Gongan by Bill Kanengiser
Performers: Charlie Sleep, Justin Santos, Jason Hall, and Kris Lang.
World Music Primer by Dusan Bogdanovic
1. Balkanska Petica (Balkan Five)
Justin Santos and Rory Urquhart
3. Auld Lang Syne
4. Makedonsko Devojce (Macedonian Lass)
Rory Urquhart, Jake Masterson, Nick Hart
5. Hsiao Pai Ts'ai (Little Cabbage)
6. An African Puzzle
Justin Santos, Kris Lang, Rory Urquhart
Irish Dance-- Traditional Arr. by Jeremy Sparks
Kris Lang, Rory Urquhart, Greg Willis, Jake Masterson
Agua y Vinho by Egberto Gismonti Alex Diaz and Jake Masterson
Easy Winners by Scott Joplin
Greg Willis, Alex Diaz, Leonardo Simmons
Danza del Corregidor by Manuel de Falla
Jason Hall, Justin Santos, Charlie Sleep
Kris Lang and Jason Hall
Danza del Juego de Amor
Justin Santos, Charlie Sleep, and Nick Lambson
by Nicholas Lambson
This year, the HSU Guitar Ensemble will perform music from around the world. The guitar is a main element in so many musical styles and cultures, and our concerts will reflect that diversity.

### Extracted records
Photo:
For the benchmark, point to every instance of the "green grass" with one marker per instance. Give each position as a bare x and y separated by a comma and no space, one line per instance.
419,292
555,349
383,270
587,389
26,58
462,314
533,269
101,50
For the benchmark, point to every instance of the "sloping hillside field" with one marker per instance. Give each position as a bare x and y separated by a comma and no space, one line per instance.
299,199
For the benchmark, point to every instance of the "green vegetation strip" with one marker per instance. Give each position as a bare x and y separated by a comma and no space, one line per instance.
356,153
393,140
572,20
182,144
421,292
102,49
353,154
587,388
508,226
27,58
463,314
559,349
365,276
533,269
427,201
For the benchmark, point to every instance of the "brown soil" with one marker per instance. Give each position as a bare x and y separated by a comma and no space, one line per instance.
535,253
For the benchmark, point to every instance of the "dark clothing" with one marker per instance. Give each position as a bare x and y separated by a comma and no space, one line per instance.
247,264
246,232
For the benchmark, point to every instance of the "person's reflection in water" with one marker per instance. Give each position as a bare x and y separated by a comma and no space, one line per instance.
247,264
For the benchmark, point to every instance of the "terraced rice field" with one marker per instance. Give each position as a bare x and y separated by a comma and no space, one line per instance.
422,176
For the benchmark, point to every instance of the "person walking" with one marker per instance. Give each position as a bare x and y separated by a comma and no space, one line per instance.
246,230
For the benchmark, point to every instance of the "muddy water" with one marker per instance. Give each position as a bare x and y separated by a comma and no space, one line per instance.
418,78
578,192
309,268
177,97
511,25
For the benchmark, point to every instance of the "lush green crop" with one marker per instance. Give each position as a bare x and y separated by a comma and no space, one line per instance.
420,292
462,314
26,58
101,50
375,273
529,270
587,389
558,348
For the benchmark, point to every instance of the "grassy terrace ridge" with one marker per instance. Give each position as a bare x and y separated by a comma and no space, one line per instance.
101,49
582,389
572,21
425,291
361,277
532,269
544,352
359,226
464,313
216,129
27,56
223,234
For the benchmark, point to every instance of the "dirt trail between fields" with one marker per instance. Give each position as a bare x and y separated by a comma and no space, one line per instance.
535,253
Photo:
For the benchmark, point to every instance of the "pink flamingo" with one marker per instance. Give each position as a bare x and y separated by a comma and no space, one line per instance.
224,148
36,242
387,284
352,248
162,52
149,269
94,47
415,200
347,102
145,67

### Required actions
(A) Copy out the guitar ensemble program word for word, beginning at the words "Justin Santos and" and stopping after the words "Ts'ai (Little Cabbage)".
(B) In the guitar ensemble program, list every person whose name directly follows the word "by."

### Answers per task
(A)
Justin Santos and Rory Urquhart
3. Auld Lang Syne
4. Makedonsko Devojce (Macedonian Lass)
Rory Urquhart, Jake Masterson, Nick Hart
5. Hsiao Pai Ts'ai (Little Cabbage)

(B) Bill Kanengiser, Dusan Bogdanovic, Jeremy Sparks, Egberto Gismonti, Scott Joplin, Manuel de Falla, Nicholas Lambson